List of tasks –
a - According to the Olympics report, how many medals did the U.S. women win at these Games?
b - For each statement, say whether it agrees with the Olympics report, and quote the words that decide it. (i) The U.S. women's basketball team won its seventh straight gold by beating Japan. (ii) At the Rio Games, U.S. men won more medals than U.S. women. (iii) Torrez was the top seed in the super heavyweight division at the Tokyo Games.

Exercise passage Start Marker

The U.S. women finished these Games with 66 medals to lead the team. They also helped the U.S. finish first in the overall medal count with 113 to China's 88, including 39 golds to 38 for China.
The American women delivered some of the memorable and iconic moments of the Olympics. The basketball team claimed its seventh consecutive gold, beating Japan on Sunday, while the water polo team won its third gold in a row and the volleyball team won its first.
The women first took control of the U.S. medals in London 2012, winning 61 to 55 for the men. In Rio five years ago, they claimed 58 to the men’s 55.
Those London Games came on the 40th anniversary of Title IX, a federal law that bars discrimination “on the basis of sex” in educational institutions receiving federal funds. Sports opportunities for women have multiplied exponentially since it passed, and the U.S. team is seeing the benefit of that.
-- Rachel Axon
TOKYO — American boxer Richard Torrez Jr. had to settle for an Olympic silver medal Sunday after failing to avenge a brutal knockout from two years ago.
Torrez lost a unanimous decision to Uzbekistan’s Bakhodir Jalolov, the 6-foot-8 boxer who at the 2019 amateur world championships floored Torrez in a knockout that left the American unconscious and has been viewed on YouTube about a million times.
A product of Tulare, California, Torrez, 22, was trying to become the first U.S. boxer to win a gold medal in the super heavyweight division since Tyrell Biggs did it in 1984.
Jalolov was the No. 1 seed and Torrez was the No. 3 seed in the super heavyweight division at the Tokyo Games.
In Torrez’s opening bout, he dominated Algeria's Chaouib Bouloudinats. He rallied past Cuba’s Dainier Pero in the quarterfinals before putting together his most impressive performance.
In the semifinals, he knocked Kazakhstan's Kamshybek Kunkabayev at the end of the second round and won by TKO after Torrez bloodied Kunkabayev and the referee stopped the fight.

Exercise passage End Marker
Dataset Start Marker

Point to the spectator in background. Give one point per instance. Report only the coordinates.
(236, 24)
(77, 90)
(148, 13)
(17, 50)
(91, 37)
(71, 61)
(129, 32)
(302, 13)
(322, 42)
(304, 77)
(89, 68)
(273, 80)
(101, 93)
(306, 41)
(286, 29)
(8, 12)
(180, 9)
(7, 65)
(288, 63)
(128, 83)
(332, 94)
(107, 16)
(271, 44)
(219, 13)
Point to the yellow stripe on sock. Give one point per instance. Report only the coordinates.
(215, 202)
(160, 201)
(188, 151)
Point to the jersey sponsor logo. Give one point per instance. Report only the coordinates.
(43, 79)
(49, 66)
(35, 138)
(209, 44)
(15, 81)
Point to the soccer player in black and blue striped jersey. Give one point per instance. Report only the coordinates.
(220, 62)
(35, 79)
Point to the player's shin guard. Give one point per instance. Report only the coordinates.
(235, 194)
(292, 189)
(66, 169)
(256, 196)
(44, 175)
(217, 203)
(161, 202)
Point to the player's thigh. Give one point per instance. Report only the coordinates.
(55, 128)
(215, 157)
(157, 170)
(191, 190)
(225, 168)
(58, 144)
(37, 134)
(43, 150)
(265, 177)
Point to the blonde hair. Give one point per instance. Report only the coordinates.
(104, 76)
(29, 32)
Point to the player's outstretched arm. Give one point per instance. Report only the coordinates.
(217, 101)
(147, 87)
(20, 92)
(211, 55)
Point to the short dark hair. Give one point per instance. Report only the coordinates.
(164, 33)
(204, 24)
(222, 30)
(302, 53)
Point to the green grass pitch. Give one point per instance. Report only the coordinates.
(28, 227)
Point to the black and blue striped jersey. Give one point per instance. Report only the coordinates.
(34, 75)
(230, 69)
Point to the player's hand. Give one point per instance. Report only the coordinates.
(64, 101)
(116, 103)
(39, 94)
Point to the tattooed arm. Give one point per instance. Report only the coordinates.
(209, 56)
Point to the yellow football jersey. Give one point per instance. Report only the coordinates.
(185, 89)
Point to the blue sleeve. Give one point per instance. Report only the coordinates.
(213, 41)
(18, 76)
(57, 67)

Dataset End Marker

Solution list –
a - 66 medals.

b -
(i) Yes: "The basketball team claimed its seventh consecutive gold, beating Japan on Sunday"
(ii) No: "In Rio five years ago, they claimed 58 to the men’s 55."
(iii) No: "Jalolov was the No. 1 seed and Torrez was the No. 3 seed"